■ **Source extract**
-- begin --
George Osborne spoke yesterday to the BBC in China warning that “storm clouds” over the global economy were holding Britain back and “our own economy is not as big as we had hoped”.
“We may need to undertake further reductions in spending because this country can only afford what it can afford and we will address that in the Budget,” he told the BBC in Shanghai, where he is attending a G20 finance ministers’ summit.
“We’ve just had figures that show the economy is smaller than we thought in Britain, and we also know that global risks are growing and Britain is not immune to those things.”
Europe’s most respected think tank has told Osborne to lay off cuts and there are some who hope that the Chancellor may spare pensions as to reduce pension tax-relief would contract our economy still further. In my opinion , they are underestimating the craftiness of Osborne’s solution.
It is not just me is flagging the scale and audacity of the Chancellor’s approach to pensions. Willis Towers Watson have flagged to their clients precisely the same approach. The FT has also hinted at a more radical solution to the Treasury’s consultation than those commonly discussed in pension circles.
There’s a problem with pay
Osborne’s central problem is that any attempt to reduce upfront tax-relief through conventional means has three negative consequences
- It requires payroll to co-operate. Payroll has been co-operating over RTI and auto-enrolment but the CIPP and other bodies are saying “enough is enough”, we have our hands full.
- It requires those who see a reduction in tax relief to take an immediate cut in take home. While Osborne might take on those with high net disposable income (as he does with changes to the annual allowance), collecting tax against employers contributions and forestalling national insurance avoidance could hit basic rate tax-payers.
- Reducing take-home plays into the hands of those (like the OECD) for whom austerity measures are seen as creating a vicious deflationary spiral.
I simply don’t see a conventional cut in tax-relief as working.
If you can’t beat them- join them!
To get what he wants, Osborne needs more than to nibble the cheese, he needs to move it.
The paradigm shift in thinking, comes when you move from thinking of tax as something that payroll collects out of income, to something that pension schemes -either out of contributions or out of accumulated funds.
-- end --
■ **Actions to take**
1. Answer these about the article on Osborne and pension tax relief:
(a) In which city was Osborne attending a G20 finance ministers' summit?
(b) Which firm has flagged the same pensions approach to its clients?
(c) Which body is named as seeing austerity measures as creating a vicious deflationary spiral?
2. From the listing below, pull out every line that contains the word "concrete". Matching is case-sensitive.

■ **Given records**
-- begin --
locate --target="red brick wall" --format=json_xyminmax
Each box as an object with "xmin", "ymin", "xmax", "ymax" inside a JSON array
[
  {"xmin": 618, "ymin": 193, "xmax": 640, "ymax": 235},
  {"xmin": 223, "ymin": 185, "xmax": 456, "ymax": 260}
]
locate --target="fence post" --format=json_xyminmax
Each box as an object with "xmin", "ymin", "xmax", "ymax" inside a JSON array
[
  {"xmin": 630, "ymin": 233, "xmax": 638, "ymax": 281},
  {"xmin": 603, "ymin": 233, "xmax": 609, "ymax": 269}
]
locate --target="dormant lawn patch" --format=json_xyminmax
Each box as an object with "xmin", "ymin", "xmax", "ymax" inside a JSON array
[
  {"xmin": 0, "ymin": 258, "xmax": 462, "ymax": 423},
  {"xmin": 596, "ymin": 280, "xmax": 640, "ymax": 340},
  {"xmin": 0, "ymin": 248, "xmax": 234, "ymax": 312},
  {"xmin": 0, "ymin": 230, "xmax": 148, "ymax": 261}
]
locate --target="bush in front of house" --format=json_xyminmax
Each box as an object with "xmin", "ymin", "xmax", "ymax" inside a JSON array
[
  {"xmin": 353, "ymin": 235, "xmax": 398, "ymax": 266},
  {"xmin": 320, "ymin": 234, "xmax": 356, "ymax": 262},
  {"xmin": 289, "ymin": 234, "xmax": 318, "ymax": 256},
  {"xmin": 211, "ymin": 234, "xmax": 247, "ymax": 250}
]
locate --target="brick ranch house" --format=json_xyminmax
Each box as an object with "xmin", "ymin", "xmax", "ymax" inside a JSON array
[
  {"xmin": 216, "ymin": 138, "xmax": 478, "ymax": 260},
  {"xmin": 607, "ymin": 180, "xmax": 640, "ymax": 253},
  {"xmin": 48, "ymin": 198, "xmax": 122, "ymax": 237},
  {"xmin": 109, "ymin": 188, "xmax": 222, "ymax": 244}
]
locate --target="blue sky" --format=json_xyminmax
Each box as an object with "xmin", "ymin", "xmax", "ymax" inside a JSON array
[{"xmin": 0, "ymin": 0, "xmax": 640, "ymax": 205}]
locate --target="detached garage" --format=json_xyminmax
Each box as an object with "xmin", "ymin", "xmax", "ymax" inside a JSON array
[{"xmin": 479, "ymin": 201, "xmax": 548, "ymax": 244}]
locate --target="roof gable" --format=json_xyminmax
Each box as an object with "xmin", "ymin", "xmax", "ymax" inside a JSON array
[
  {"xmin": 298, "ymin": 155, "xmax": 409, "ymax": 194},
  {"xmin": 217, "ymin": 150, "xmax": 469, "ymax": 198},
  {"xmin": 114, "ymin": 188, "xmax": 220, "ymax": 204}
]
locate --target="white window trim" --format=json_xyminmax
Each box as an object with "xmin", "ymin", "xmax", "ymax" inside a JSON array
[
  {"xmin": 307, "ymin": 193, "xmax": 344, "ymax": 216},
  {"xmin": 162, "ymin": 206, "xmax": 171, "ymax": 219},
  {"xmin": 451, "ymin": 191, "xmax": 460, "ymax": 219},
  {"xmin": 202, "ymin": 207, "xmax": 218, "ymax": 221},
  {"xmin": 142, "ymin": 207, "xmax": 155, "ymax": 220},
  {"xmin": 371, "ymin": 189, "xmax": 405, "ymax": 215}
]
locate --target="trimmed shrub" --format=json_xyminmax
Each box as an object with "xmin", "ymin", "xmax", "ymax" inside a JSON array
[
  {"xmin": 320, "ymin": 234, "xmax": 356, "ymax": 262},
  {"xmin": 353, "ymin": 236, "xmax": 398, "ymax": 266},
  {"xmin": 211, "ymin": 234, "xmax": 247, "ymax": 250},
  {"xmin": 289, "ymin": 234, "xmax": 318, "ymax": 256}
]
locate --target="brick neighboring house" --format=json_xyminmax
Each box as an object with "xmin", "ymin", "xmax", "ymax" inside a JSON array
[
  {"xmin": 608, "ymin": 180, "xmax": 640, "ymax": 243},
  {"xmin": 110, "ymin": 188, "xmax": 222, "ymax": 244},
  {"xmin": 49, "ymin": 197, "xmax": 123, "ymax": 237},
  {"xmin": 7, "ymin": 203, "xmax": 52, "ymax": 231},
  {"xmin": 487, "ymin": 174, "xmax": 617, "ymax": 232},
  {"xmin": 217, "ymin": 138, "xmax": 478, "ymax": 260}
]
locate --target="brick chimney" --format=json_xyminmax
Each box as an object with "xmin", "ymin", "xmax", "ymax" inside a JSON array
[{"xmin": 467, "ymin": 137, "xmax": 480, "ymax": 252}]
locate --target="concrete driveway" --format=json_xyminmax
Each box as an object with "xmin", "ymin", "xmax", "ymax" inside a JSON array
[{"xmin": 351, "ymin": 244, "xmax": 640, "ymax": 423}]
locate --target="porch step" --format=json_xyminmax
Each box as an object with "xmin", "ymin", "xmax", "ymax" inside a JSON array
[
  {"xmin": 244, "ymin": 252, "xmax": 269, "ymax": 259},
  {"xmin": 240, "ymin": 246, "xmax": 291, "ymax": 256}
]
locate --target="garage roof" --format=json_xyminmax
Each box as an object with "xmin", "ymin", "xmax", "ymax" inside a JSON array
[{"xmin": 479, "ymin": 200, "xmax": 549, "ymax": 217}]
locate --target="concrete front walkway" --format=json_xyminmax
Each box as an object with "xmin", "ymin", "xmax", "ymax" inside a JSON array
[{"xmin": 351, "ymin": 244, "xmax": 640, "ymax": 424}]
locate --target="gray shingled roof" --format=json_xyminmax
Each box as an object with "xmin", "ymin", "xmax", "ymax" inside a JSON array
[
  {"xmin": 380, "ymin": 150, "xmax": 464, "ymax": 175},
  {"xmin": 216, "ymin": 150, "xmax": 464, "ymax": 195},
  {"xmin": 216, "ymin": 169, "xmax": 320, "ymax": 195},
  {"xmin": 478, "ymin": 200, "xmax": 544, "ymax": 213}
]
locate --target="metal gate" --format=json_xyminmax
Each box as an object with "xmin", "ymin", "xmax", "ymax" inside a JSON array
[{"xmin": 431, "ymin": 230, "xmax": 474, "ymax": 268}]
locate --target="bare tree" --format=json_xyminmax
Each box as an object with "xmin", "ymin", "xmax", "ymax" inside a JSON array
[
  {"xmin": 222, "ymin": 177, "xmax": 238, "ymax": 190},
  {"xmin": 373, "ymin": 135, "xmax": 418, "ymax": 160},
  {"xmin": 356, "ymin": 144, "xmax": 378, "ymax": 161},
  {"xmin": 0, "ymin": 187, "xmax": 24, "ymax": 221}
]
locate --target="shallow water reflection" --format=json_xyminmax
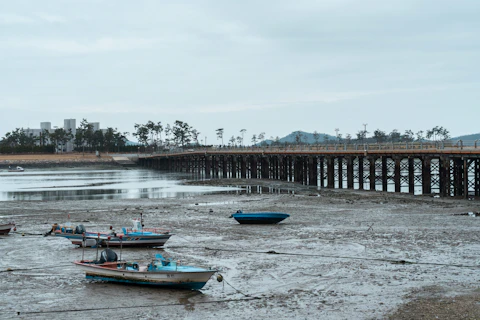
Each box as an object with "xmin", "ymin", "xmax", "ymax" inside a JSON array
[{"xmin": 0, "ymin": 168, "xmax": 240, "ymax": 201}]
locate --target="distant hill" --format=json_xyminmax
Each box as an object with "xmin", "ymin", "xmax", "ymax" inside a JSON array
[
  {"xmin": 450, "ymin": 133, "xmax": 480, "ymax": 146},
  {"xmin": 265, "ymin": 131, "xmax": 336, "ymax": 144},
  {"xmin": 258, "ymin": 131, "xmax": 480, "ymax": 147}
]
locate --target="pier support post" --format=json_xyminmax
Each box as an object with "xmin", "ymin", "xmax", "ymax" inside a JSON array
[
  {"xmin": 422, "ymin": 156, "xmax": 432, "ymax": 195},
  {"xmin": 381, "ymin": 156, "xmax": 388, "ymax": 192},
  {"xmin": 308, "ymin": 156, "xmax": 318, "ymax": 186},
  {"xmin": 346, "ymin": 156, "xmax": 354, "ymax": 189},
  {"xmin": 408, "ymin": 158, "xmax": 415, "ymax": 194},
  {"xmin": 393, "ymin": 157, "xmax": 402, "ymax": 192},
  {"xmin": 369, "ymin": 157, "xmax": 377, "ymax": 191},
  {"xmin": 358, "ymin": 156, "xmax": 364, "ymax": 190},
  {"xmin": 337, "ymin": 157, "xmax": 343, "ymax": 189},
  {"xmin": 326, "ymin": 156, "xmax": 335, "ymax": 188}
]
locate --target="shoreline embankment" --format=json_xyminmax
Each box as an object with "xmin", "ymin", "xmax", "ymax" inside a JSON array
[{"xmin": 0, "ymin": 153, "xmax": 119, "ymax": 169}]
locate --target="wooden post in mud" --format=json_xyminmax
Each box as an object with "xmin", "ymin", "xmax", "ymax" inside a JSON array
[
  {"xmin": 408, "ymin": 157, "xmax": 415, "ymax": 194},
  {"xmin": 205, "ymin": 155, "xmax": 212, "ymax": 179},
  {"xmin": 278, "ymin": 156, "xmax": 287, "ymax": 181},
  {"xmin": 369, "ymin": 157, "xmax": 377, "ymax": 191},
  {"xmin": 221, "ymin": 155, "xmax": 228, "ymax": 178},
  {"xmin": 337, "ymin": 157, "xmax": 343, "ymax": 189},
  {"xmin": 358, "ymin": 156, "xmax": 364, "ymax": 190},
  {"xmin": 393, "ymin": 157, "xmax": 402, "ymax": 192},
  {"xmin": 346, "ymin": 156, "xmax": 354, "ymax": 189},
  {"xmin": 463, "ymin": 158, "xmax": 470, "ymax": 199},
  {"xmin": 422, "ymin": 156, "xmax": 432, "ymax": 194},
  {"xmin": 250, "ymin": 155, "xmax": 258, "ymax": 179},
  {"xmin": 308, "ymin": 156, "xmax": 318, "ymax": 186},
  {"xmin": 381, "ymin": 156, "xmax": 388, "ymax": 192},
  {"xmin": 240, "ymin": 156, "xmax": 247, "ymax": 179},
  {"xmin": 439, "ymin": 157, "xmax": 450, "ymax": 197},
  {"xmin": 473, "ymin": 159, "xmax": 480, "ymax": 197},
  {"xmin": 318, "ymin": 157, "xmax": 325, "ymax": 188},
  {"xmin": 287, "ymin": 156, "xmax": 293, "ymax": 182},
  {"xmin": 326, "ymin": 156, "xmax": 335, "ymax": 188}
]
-- end --
■ **Solutions to the exercise**
1.
(a) Shanghai
(b) Willis Towers Watson
(c) The OECD

2.
locate --target="concrete driveway" --format=json_xyminmax
locate --target="concrete front walkway" --format=json_xyminmax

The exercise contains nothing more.